YOUR INSTRUCTIONS:
The entries below should be copied exactly and completely.

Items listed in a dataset
○ ○ ○ ○ ○ ○ ○
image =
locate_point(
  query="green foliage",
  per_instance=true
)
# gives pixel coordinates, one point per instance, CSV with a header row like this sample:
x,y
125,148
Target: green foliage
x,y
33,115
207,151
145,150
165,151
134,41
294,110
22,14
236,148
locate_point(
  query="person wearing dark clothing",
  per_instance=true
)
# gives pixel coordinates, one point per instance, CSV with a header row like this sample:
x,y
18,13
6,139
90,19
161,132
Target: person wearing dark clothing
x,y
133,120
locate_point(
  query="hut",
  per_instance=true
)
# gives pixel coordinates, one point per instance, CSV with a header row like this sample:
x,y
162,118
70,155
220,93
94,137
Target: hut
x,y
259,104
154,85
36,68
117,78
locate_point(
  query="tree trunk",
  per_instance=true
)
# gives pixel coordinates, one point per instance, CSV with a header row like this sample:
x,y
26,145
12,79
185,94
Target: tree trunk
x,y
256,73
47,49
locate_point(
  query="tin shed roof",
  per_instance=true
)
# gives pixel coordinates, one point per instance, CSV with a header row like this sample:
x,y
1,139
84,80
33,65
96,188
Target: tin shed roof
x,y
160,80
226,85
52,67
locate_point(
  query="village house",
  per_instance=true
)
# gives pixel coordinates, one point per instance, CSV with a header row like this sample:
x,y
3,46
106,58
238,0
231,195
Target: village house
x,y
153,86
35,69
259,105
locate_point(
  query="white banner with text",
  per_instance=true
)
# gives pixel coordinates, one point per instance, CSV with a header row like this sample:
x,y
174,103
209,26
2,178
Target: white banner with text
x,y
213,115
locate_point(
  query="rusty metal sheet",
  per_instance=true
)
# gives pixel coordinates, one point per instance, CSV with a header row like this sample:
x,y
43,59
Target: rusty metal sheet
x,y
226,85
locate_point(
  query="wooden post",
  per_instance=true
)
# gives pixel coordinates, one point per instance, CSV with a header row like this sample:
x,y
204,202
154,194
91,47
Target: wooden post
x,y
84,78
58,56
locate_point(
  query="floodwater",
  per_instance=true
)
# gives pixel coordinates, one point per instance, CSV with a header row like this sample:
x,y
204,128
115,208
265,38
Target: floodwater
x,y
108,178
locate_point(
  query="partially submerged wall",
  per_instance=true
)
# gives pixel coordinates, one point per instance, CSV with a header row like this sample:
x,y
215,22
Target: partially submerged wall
○ ○ ○ ○ ○ ○ ○
RESPONSE TO THE EXERCISE:
image =
locate_point(
  query="green foliage",
  per_instance=true
)
# gives pixel coordinates, one point per instance, CSV with a header row like this sample:
x,y
125,148
Target: green foliage
x,y
33,115
207,151
145,150
165,151
134,41
294,110
22,14
236,148
locate_point(
  query="person wearing dark clothing",
  per_instance=true
)
# gives pixel coordinates, one point per instance, CSV with a header row like this sample:
x,y
18,13
6,139
90,19
161,132
Target: person wearing dark clothing
x,y
133,120
locate_point(
  query="hut",
  per_instance=true
)
# gives pixel coordinates, one point per instance, CSV with a header row like this sample:
x,y
162,118
70,155
220,93
94,137
Target: hut
x,y
259,104
154,85
36,68
117,78
locate_point(
  query="tree trunk",
  per_instance=true
)
# gives pixel coordinates, one point per instance, CSV with a header row like this sample:
x,y
26,145
12,79
185,94
Target: tree trunk
x,y
256,73
47,49
locate_point(
  query="tin shed roof",
  per_instance=true
)
# gives pixel coordinates, one point per instance, CSV with a header row like this sample:
x,y
1,139
84,80
33,65
96,188
Target: tin shed roof
x,y
160,80
226,85
52,67
locate_point(
  query="village house",
  per_instance=true
)
# gives pixel coordinates, one point per instance, CSV with a header row like this sample:
x,y
3,46
106,58
238,0
231,195
Target: village house
x,y
153,86
35,69
259,105
locate_point(
  query="white banner with text",
  per_instance=true
)
# gives pixel coordinates, one point per instance, CSV with a header row like this sample:
x,y
174,103
209,26
2,178
Target: white banner with text
x,y
213,115
locate_point(
  query="rusty metal sheet",
  per_instance=true
)
# gives pixel coordinates, one point per instance, CSV with a header row like this sample:
x,y
43,59
Target: rusty metal sheet
x,y
226,85
locate_point(
  query="wooden post",
  per_instance=true
)
# gives pixel coordinates, one point per instance, CSV with a header row like this sample:
x,y
204,202
154,194
91,47
Target: wooden post
x,y
84,78
58,56
locate_point(
  query="floodwater",
  per_instance=true
)
# gives pixel coordinates, one point per instance, CSV with a header row like this sample:
x,y
204,128
115,208
265,38
Target: floodwater
x,y
108,178
locate_point(
  query="partially submerged wall",
  per_instance=true
)
# gives pixel coordinates, one point per instance, CSV with a header row like this sample:
x,y
215,22
Target: partially submerged wall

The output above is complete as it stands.